## [Short problem]
Identify every line in the records that contains the word "Please", and copy each of those lines in full.

## [Exercise material]
■ ■ ■ ■
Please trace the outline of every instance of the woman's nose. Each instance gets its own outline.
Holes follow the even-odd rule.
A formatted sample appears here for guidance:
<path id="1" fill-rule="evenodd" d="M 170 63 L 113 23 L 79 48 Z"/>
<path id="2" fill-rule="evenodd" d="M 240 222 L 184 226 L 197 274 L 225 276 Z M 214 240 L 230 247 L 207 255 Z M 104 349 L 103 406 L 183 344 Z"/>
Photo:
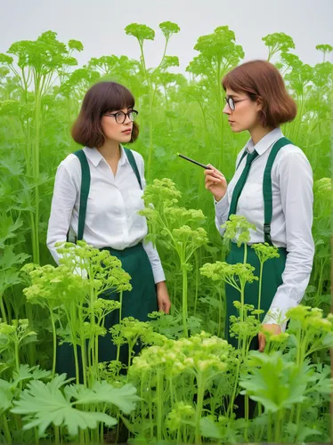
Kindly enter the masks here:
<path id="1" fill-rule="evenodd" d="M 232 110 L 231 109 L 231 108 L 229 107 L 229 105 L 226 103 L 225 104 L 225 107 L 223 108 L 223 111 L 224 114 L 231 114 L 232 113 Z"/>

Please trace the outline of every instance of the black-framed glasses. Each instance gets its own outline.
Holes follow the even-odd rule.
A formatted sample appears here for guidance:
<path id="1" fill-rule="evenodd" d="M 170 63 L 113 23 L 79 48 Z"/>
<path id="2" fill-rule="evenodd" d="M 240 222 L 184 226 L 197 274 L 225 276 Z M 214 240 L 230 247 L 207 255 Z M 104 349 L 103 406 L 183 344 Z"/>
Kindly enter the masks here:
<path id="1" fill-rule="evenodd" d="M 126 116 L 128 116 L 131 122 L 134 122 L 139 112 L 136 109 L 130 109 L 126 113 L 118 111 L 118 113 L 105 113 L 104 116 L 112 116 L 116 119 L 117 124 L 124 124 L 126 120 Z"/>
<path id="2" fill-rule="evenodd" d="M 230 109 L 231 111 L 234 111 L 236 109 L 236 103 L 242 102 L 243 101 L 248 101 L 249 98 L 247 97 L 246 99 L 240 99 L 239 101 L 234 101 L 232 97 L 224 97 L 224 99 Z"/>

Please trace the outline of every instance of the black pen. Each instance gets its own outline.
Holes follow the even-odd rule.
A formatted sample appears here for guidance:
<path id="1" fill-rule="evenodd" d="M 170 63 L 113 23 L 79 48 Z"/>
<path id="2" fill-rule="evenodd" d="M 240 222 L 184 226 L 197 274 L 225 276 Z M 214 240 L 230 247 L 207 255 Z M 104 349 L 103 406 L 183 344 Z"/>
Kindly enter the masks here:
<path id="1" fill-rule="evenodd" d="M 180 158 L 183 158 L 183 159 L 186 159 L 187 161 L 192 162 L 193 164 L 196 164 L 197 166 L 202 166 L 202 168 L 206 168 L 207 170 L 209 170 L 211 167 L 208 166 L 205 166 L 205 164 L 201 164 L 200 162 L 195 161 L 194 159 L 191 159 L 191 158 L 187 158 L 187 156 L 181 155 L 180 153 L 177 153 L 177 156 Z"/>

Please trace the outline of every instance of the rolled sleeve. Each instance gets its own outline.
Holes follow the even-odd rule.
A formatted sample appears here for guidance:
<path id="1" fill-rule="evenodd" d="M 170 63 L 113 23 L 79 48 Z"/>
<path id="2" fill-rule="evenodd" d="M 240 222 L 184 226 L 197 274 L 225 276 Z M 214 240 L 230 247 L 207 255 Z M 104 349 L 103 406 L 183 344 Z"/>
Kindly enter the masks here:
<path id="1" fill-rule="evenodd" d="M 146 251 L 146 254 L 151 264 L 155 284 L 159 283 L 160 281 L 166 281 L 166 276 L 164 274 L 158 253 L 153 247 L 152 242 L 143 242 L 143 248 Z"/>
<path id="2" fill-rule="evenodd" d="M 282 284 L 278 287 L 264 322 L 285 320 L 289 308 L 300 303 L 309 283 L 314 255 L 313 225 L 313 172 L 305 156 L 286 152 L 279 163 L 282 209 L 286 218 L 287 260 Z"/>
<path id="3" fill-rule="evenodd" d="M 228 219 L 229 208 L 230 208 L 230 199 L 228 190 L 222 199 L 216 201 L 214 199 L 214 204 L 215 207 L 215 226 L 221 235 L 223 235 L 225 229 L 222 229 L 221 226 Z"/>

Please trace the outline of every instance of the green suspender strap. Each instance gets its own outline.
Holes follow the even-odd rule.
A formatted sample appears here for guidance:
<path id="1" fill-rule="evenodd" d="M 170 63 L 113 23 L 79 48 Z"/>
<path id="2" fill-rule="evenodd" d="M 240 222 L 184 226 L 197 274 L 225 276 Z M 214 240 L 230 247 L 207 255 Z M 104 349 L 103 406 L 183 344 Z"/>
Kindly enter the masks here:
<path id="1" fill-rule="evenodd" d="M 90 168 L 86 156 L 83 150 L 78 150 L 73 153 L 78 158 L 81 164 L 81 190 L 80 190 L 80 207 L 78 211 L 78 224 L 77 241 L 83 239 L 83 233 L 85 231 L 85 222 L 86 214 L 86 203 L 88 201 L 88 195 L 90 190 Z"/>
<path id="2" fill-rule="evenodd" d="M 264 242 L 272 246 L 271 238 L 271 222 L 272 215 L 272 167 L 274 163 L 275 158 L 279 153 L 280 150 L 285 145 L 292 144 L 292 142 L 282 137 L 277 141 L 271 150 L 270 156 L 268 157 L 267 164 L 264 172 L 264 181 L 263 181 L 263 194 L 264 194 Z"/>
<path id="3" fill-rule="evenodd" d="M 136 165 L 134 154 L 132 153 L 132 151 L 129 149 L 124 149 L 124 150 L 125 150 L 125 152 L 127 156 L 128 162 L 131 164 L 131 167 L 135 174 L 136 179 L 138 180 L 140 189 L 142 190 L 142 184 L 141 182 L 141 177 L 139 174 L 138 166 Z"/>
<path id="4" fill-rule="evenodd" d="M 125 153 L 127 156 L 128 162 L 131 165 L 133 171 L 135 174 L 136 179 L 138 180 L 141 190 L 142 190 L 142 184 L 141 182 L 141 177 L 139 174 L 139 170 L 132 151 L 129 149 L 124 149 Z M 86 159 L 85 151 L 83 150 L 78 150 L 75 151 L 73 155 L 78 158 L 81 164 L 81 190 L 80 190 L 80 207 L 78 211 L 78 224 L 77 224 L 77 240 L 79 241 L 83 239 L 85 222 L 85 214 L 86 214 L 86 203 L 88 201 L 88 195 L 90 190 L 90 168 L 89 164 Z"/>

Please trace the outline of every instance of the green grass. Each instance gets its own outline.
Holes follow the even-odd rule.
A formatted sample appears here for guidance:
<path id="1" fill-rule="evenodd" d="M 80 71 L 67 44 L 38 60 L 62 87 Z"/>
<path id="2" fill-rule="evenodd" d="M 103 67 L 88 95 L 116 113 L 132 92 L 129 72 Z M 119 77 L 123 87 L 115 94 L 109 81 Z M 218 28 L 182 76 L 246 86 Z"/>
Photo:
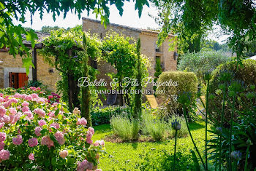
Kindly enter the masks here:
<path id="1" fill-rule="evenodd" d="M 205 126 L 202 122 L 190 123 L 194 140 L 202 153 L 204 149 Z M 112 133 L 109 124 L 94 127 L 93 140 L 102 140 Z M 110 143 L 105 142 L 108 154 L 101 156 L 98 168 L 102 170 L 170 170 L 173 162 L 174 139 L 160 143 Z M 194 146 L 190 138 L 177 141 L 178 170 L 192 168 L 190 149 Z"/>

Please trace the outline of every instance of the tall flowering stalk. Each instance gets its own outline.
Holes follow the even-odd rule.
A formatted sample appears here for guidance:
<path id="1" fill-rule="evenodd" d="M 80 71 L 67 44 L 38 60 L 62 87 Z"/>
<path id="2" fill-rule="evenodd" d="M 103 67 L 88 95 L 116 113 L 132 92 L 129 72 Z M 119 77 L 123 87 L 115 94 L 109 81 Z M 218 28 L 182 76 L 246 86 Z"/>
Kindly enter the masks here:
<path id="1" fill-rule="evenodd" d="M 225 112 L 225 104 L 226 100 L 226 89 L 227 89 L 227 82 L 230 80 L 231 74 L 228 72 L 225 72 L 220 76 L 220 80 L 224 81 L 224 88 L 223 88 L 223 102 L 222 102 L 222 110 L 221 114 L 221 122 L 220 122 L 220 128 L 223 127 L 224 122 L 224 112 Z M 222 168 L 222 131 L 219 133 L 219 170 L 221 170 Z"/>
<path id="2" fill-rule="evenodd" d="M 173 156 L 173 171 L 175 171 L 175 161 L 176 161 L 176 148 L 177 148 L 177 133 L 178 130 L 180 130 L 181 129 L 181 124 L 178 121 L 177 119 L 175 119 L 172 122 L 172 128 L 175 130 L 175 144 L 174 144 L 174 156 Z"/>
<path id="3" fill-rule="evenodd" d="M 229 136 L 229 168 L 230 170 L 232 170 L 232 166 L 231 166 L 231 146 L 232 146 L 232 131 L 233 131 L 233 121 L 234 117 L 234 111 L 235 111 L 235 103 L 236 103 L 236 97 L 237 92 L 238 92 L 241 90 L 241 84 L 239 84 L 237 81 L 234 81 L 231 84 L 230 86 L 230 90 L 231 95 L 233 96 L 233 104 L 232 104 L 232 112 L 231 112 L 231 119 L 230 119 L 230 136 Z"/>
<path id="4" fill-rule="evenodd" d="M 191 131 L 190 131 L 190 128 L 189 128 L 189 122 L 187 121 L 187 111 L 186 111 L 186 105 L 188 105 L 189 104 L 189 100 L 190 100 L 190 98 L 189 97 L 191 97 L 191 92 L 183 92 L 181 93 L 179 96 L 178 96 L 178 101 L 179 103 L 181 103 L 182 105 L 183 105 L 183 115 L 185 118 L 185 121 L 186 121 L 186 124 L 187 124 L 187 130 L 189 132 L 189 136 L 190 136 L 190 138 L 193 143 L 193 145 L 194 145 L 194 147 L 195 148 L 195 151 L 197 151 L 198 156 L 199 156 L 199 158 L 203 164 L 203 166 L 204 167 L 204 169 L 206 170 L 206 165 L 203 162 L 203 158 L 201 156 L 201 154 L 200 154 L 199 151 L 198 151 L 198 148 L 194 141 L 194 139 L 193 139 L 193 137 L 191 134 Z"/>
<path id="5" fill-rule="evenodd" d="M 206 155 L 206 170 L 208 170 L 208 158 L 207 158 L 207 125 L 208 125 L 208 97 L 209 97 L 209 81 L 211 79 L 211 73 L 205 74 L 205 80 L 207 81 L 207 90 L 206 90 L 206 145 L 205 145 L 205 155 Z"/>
■ ■ ■ ■
## [Answer to the exercise]
Please trace the outline of every instance of the woman's nose. Each instance gets its own outline.
Please trace the outline of every instance of the black-framed glasses. Each instance gets its own outline.
Please trace the outline of every instance of the black pen. Each instance gets its own outline.
Please trace the outline of every instance of the rolled sleeve. Each instance gets its own outline.
Please trace the outline of every instance of the green suspender strap. Each instance gets its own outline.
Please trace the outline of every instance of the green grass. Each instance gets its own outline.
Please trace the outline of every instance of the tall flowering stalk. Each instance gets its own outline.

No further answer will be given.